Rows from a segmentation dataset
····················

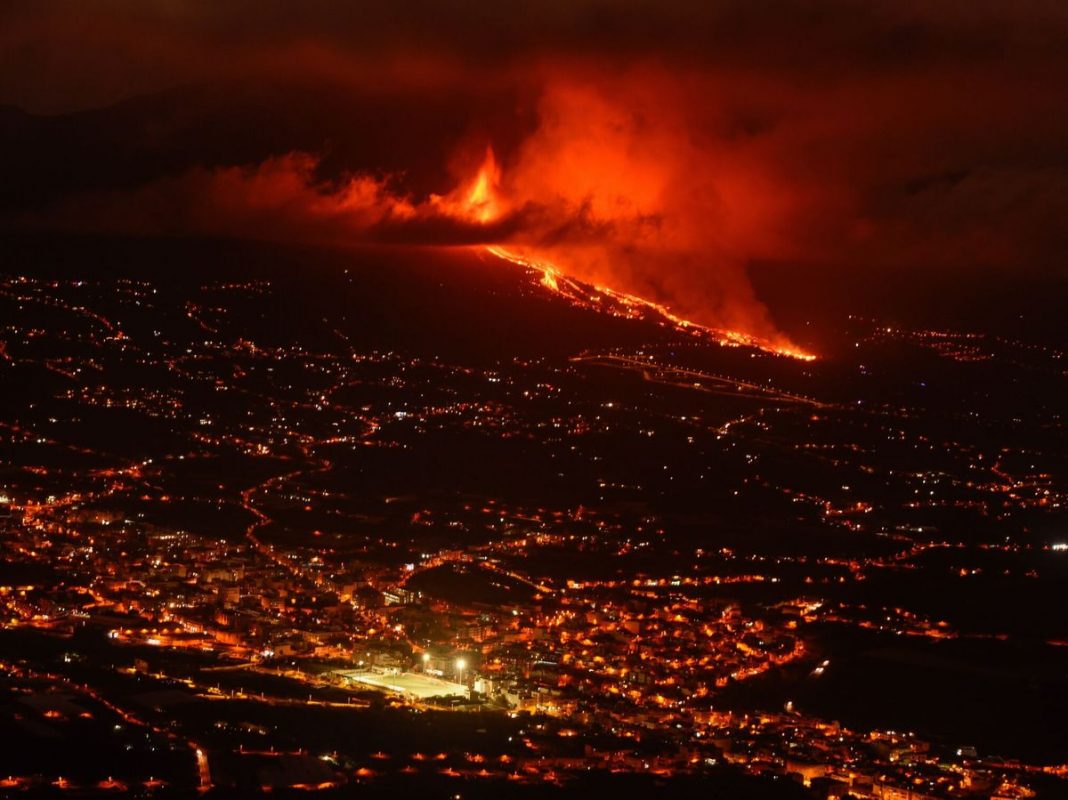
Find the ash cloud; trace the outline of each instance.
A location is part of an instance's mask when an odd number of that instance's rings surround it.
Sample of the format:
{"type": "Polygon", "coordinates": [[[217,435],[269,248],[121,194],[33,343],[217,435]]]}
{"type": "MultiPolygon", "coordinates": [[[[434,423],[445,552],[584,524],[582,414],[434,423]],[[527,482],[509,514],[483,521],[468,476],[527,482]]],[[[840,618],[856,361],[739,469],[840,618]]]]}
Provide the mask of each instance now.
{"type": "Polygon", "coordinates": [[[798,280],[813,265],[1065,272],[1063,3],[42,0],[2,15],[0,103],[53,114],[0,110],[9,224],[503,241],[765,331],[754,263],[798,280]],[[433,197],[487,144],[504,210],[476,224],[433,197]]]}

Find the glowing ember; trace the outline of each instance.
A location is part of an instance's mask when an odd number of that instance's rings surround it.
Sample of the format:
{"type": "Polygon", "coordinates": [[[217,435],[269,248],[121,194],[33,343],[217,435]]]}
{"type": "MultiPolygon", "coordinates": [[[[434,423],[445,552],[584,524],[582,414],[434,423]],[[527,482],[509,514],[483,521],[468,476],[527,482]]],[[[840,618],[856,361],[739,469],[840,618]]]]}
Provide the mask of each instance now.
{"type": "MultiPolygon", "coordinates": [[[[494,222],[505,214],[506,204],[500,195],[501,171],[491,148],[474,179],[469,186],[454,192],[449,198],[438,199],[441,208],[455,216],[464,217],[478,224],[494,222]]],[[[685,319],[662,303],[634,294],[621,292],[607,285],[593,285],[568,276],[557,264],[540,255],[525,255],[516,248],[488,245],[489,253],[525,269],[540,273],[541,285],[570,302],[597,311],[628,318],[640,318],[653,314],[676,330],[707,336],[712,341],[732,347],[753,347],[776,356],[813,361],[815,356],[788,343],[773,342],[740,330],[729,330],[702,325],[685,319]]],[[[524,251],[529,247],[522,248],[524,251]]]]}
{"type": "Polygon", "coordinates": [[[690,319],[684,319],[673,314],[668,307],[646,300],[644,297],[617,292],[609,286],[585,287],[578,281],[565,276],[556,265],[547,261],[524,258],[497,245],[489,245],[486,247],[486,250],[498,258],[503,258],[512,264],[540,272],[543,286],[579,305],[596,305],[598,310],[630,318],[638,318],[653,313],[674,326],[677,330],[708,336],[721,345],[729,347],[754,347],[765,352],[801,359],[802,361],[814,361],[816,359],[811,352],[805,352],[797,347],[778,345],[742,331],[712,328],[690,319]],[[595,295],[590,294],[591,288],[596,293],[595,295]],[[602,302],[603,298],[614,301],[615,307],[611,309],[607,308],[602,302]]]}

····················

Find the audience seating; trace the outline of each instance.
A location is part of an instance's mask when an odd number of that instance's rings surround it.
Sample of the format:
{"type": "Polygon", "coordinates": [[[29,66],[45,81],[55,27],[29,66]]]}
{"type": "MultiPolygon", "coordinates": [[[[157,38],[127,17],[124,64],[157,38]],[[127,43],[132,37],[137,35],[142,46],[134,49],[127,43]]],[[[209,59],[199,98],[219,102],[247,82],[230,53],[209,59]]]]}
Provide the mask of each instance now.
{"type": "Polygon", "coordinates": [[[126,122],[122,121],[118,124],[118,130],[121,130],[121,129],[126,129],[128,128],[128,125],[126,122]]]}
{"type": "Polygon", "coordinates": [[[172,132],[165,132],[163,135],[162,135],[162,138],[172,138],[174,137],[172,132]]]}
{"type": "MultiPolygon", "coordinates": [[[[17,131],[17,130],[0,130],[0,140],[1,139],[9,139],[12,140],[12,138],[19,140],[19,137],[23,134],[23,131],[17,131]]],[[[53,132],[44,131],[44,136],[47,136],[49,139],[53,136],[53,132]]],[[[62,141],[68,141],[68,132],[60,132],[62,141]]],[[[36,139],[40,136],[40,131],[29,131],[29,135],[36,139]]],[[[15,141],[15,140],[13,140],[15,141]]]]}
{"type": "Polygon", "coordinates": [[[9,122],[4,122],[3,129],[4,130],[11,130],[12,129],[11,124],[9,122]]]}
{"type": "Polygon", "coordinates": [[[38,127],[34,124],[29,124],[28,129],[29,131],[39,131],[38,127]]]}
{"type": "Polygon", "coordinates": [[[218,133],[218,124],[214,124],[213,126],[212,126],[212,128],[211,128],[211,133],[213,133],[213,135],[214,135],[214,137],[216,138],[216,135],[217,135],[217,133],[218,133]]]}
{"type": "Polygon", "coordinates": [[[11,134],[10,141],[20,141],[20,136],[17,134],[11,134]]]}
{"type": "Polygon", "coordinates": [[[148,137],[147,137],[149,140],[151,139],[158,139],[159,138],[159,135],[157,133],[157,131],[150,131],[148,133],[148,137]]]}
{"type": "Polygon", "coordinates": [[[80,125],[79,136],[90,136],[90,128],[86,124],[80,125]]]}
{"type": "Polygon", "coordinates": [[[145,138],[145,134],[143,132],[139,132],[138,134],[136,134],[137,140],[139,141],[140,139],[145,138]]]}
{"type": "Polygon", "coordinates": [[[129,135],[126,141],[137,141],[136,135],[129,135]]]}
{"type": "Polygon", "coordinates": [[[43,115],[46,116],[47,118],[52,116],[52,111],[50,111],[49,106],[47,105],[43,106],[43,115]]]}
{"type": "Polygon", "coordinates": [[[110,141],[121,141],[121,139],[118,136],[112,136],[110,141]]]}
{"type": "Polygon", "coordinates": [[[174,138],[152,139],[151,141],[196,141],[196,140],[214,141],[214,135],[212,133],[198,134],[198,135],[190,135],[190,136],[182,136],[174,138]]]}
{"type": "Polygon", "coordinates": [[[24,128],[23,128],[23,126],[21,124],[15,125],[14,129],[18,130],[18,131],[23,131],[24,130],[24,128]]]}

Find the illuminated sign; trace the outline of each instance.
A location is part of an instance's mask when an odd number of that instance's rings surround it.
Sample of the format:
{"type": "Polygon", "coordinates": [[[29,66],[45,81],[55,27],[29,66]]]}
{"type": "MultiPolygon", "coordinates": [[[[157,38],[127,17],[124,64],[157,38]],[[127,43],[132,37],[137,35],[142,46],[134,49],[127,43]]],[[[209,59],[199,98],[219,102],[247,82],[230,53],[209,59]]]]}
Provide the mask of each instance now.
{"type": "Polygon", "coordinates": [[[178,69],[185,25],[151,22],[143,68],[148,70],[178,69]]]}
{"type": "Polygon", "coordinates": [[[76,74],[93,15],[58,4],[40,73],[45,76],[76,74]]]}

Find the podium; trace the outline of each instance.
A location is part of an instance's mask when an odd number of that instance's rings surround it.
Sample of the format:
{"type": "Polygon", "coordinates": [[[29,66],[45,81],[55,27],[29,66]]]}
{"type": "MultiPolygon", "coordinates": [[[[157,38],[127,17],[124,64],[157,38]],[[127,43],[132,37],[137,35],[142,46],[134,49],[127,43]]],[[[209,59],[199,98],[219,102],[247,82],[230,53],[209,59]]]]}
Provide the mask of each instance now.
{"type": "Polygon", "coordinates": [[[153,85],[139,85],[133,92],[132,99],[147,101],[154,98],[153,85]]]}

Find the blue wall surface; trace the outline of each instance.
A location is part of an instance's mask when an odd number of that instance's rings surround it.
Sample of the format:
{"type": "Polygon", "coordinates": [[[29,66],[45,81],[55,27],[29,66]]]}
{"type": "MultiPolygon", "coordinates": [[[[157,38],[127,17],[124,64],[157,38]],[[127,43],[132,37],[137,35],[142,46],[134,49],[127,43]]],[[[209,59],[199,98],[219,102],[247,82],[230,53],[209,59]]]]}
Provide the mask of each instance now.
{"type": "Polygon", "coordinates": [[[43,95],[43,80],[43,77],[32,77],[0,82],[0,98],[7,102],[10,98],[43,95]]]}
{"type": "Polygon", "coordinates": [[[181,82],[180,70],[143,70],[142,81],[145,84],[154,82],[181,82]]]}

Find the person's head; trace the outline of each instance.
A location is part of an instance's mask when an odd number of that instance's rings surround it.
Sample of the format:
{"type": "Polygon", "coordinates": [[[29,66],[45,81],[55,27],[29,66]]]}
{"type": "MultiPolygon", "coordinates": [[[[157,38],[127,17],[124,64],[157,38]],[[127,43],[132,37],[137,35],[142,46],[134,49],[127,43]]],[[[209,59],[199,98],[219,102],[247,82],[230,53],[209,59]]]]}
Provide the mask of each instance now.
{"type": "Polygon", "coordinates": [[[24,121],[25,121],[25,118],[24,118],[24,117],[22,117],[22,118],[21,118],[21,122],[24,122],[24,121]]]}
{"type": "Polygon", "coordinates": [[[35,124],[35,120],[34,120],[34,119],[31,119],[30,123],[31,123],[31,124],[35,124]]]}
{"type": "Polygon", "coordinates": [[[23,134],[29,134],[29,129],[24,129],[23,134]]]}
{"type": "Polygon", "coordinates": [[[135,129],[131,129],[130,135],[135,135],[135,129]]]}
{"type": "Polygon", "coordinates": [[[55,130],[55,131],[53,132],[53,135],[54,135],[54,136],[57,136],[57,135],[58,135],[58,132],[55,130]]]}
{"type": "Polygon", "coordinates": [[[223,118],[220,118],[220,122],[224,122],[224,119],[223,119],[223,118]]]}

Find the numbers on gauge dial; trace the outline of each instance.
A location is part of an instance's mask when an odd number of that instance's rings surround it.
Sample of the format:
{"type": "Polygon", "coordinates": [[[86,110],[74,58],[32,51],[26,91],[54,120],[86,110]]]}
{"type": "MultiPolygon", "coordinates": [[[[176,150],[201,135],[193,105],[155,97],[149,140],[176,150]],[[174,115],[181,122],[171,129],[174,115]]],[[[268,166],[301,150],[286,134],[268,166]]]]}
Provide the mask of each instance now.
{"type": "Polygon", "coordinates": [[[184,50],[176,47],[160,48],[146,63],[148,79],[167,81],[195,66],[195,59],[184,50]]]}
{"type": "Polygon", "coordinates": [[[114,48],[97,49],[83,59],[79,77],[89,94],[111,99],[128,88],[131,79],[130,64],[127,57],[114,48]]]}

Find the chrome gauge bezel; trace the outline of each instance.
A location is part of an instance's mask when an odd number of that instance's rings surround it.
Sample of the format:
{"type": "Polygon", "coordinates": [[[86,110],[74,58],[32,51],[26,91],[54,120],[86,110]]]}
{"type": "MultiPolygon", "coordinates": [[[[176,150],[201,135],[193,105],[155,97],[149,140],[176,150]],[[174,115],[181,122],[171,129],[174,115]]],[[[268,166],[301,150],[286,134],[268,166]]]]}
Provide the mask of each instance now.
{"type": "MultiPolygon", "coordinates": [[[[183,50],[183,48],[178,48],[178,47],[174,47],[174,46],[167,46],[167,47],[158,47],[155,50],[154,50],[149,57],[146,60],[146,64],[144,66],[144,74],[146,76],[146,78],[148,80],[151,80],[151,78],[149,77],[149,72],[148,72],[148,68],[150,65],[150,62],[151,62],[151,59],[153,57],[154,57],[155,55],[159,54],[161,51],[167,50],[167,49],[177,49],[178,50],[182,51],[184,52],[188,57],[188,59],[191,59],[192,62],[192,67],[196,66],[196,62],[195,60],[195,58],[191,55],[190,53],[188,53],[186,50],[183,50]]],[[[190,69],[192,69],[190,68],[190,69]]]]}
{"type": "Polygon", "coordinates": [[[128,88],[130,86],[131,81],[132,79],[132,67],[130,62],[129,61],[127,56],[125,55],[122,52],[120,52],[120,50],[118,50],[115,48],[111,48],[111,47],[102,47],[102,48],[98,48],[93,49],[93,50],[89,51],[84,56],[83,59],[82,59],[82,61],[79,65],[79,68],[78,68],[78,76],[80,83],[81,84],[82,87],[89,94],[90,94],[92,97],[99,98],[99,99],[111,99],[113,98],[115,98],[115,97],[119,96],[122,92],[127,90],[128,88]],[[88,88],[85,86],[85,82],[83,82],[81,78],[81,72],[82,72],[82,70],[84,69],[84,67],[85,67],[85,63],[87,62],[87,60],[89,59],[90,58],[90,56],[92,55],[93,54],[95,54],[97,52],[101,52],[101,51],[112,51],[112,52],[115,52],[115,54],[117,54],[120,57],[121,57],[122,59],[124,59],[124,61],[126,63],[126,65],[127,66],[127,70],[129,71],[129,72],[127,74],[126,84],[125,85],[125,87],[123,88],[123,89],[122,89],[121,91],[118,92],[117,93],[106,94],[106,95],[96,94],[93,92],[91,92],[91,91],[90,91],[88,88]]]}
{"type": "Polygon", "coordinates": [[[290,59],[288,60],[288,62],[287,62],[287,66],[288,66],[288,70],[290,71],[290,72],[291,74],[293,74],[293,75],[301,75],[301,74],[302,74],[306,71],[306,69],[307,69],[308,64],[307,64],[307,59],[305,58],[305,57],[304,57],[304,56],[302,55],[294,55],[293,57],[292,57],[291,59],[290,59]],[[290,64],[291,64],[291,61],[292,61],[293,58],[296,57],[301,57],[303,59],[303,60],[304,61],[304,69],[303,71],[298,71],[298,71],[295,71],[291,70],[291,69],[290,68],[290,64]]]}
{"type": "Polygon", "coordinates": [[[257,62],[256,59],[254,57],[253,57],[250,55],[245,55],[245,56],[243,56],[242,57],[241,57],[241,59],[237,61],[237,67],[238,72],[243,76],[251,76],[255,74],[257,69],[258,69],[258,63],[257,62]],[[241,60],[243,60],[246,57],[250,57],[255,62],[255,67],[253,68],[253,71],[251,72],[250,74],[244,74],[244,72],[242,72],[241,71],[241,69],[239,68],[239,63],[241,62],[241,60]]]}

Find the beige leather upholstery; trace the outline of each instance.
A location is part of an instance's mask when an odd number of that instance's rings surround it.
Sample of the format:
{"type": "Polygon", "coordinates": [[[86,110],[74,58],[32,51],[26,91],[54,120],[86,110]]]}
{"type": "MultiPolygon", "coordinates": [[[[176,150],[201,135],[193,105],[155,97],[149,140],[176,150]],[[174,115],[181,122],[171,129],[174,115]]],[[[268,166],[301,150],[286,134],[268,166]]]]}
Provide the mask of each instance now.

····················

◆ Set problem
Pull out every line in the listing above that contains the word "gauge", copying each one in full.

◆ Written solution
Find the numbers on gauge dial; trace the outline of each instance.
Find the chrome gauge bezel; trace the outline of each instance.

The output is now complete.